What you are asked to do: An exact reproduction of every record is required.

● ● ● ● ● ● ●

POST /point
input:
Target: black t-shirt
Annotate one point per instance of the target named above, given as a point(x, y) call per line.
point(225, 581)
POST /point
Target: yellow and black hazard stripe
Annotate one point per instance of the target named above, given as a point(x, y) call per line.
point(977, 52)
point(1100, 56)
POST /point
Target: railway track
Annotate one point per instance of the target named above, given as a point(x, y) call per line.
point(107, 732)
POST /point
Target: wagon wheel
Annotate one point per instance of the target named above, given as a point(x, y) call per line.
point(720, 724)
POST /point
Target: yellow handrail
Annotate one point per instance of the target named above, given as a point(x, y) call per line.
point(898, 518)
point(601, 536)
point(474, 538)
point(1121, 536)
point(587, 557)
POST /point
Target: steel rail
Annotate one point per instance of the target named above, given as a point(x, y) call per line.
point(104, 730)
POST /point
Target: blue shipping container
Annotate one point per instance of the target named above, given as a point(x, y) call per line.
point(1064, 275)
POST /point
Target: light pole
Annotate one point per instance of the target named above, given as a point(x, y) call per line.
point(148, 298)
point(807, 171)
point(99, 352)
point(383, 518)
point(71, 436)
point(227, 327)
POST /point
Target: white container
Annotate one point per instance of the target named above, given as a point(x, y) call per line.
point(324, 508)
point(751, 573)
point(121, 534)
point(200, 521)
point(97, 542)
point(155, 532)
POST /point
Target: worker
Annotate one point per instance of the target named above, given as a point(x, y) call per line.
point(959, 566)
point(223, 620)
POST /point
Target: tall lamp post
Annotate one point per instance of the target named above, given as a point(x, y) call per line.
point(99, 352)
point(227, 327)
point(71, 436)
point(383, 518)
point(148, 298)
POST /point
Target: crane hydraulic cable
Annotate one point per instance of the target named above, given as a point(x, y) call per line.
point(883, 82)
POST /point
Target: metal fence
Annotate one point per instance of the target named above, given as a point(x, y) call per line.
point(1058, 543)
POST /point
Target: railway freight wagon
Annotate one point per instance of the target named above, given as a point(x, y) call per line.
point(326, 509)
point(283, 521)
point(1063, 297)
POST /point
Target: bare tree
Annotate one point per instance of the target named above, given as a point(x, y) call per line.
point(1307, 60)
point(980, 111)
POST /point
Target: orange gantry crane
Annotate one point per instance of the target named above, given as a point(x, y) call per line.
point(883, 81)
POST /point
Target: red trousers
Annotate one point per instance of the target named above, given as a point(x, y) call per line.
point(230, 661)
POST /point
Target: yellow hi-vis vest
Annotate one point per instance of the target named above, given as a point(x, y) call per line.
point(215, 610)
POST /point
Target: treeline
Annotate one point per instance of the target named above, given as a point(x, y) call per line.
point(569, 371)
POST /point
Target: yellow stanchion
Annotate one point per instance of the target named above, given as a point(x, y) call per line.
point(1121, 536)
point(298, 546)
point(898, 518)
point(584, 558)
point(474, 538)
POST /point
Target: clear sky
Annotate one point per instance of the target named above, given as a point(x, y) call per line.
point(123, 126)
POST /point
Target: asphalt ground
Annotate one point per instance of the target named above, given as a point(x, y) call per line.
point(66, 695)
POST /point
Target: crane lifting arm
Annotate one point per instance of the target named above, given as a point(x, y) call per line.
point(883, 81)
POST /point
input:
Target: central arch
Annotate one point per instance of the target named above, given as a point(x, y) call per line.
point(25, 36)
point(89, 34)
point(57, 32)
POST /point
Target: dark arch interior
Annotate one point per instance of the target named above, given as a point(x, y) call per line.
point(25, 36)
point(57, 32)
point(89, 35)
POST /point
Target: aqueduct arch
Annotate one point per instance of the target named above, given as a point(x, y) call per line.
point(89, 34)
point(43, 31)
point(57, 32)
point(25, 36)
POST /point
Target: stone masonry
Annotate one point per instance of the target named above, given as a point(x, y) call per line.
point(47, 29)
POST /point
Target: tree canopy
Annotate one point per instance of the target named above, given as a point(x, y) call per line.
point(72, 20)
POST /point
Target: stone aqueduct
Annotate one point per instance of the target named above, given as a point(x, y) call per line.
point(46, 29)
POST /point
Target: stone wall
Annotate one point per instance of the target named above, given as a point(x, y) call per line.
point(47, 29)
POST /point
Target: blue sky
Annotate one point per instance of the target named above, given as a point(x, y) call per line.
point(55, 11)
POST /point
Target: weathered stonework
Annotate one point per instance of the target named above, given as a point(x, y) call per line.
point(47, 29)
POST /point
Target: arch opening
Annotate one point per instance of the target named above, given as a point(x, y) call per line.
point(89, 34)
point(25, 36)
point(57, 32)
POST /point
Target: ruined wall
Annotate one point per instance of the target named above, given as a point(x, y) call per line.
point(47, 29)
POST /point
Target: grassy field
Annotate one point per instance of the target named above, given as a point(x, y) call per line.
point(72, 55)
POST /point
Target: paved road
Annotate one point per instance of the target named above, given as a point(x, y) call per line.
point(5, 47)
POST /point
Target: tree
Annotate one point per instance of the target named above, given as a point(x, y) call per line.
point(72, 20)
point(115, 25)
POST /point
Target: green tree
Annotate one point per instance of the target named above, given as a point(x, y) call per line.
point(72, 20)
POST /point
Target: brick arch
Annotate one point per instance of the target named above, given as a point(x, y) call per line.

● ● ● ● ● ● ●

Result for this task:
POST /point
input:
Target: black t-shirt
Annotate one point per instance of the target named above, given as a point(x, y) call per line.
point(225, 581)
POST /point
Target: yellow and black hazard stripe
Annotate one point per instance of the target named above, given as a point(x, y) call per line.
point(977, 52)
point(1100, 56)
POST /point
Target: railway track
Annotate one point per instance of the target named above, given as a point(x, y) call per line.
point(107, 732)
POST /point
Target: wagon wheel
Annotate one point per instance of the target named above, given as a point(x, y) call per line.
point(720, 724)
POST /point
Target: yellow handrail
Annotate one point per instance of the target named above, given as a point(x, y) call per line.
point(898, 518)
point(601, 536)
point(474, 538)
point(1121, 536)
point(587, 557)
POST /point
Target: steel rail
Annotate one point per instance of the target named above, given as a point(x, y) call per line.
point(104, 730)
POST /point
Target: blue shipping container
Annotate one point per instance of the target named above, given as a point(x, y) call per line.
point(1064, 275)
POST /point
Target: light pole
Annotate one point per instance of the target named above, given as a point(x, y) call per line.
point(148, 298)
point(807, 171)
point(99, 352)
point(383, 518)
point(71, 436)
point(227, 327)
POST /point
Target: white container
Annotate one point per instance of the target named above, given as a point(x, y) call per line.
point(324, 508)
point(751, 573)
point(121, 534)
point(200, 521)
point(97, 542)
point(155, 532)
POST /point
Target: worker
Annotate one point per instance of the target named above, given as a point(x, y) call per line.
point(959, 566)
point(223, 620)
POST /point
Target: tall lamp post
Annotate one point per instance of the target named above, given as a point(x, y) call per line.
point(99, 352)
point(227, 327)
point(71, 436)
point(383, 518)
point(148, 298)
POST /point
Target: crane hydraulic cable
Annotate one point per instance of the target named above, given as a point(x, y) call per line.
point(883, 82)
POST /point
Target: metal fence
Annotate one point per instance of the target named above, given as a point(x, y) call per line.
point(1058, 543)
POST /point
Target: railway freight wagon
Annotate one point per instance of the target named above, given as a point(x, y) call per line.
point(326, 509)
point(283, 521)
point(1063, 297)
POST /point
Target: bare tree
Annotate one point per instance of the target named above, given as a point(x, y) call per line.
point(1307, 60)
point(980, 111)
POST /point
Target: orange gantry crane
Annotate one point per instance of the target named above, given as a point(x, y) call per line.
point(883, 81)
POST /point
Target: red trousers
Annotate one point per instance of the target named above, given as a point(x, y) call per line.
point(230, 661)
POST /point
Target: yellow hi-vis vest
Annotate one point per instance of the target named above, given as a point(x, y) call per line.
point(215, 610)
POST /point
Target: treeline
Annotate one point per instance of the target named above, given as a point(x, y) call per line.
point(569, 371)
POST /point
Target: yellow stanchion
Annotate one point per instance of the target named above, given as a point(x, y) call per line.
point(1121, 536)
point(298, 546)
point(898, 518)
point(584, 558)
point(474, 538)
POST /point
Target: clear sky
Annotate one point per instance of the target named above, given as a point(x, y) call per line.
point(123, 126)
POST /point
Target: asphalt ground
Annotate one point per instance of the target named above, given as a point(x, y) call per line.
point(66, 695)
POST /point
Target: crane lifting arm
Annotate one point per instance of the target named above, given as a point(x, y) call per line.
point(883, 81)
POST /point
input:
Target: central arch
Annotate one point per instance of the target named above, given as a point(x, y) call per line.
point(25, 36)
point(89, 34)
point(57, 32)
POST /point
Target: dark arch interior
Annotate one point per instance of the target named above, given as a point(x, y) call per line.
point(25, 36)
point(57, 32)
point(89, 35)
POST /point
Target: aqueduct arch
Annotate one point per instance of the target named above, given as a point(x, y) call per line.
point(89, 34)
point(43, 31)
point(57, 32)
point(25, 36)
POST /point
Target: stone masonry
Annotate one point per instance of the target named above, given as a point(x, y) call per line.
point(47, 29)
POST /point
Target: tree canopy
Annotate one point per instance of the target named above, given as a point(x, y) call per line.
point(72, 20)
POST /point
Target: stone aqueduct
Annotate one point per instance of the target named above, given as a point(x, y) call per line.
point(46, 29)
POST /point
Target: stone wall
Annotate one point per instance of the target named above, given as a point(x, y) call per line.
point(47, 29)
POST /point
Target: blue sky
Annotate one point per instance of the target named above, given as a point(x, y) call per line.
point(55, 11)
POST /point
Target: weathered stonework
Annotate one point per instance of the target named above, given as a point(x, y) call per line.
point(47, 29)
POST /point
Target: arch opening
Annotate one point per instance of the target named above, given as a point(x, y) call per line.
point(89, 34)
point(25, 36)
point(57, 32)
POST /point
Target: ruined wall
Annotate one point per instance of the target named above, given as a point(x, y) call per line.
point(47, 29)
POST /point
Target: grassy field
Annotate one point per instance of the target named above, given as a point(x, y) call per line.
point(72, 55)
POST /point
Target: paved road
Annotate one point per instance of the target named above, given as a point(x, y) call per line.
point(5, 47)
POST /point
Target: tree
Annotate one point per instance of the target named above, given as a point(x, y) call per line.
point(72, 20)
point(115, 25)
POST /point
Target: green tree
Annotate one point per instance of the target named above, given as a point(x, y) call per line.
point(72, 20)
POST /point
Target: brick arch
Annotate one point per instance of the target named above, given as a point(x, y) call per line.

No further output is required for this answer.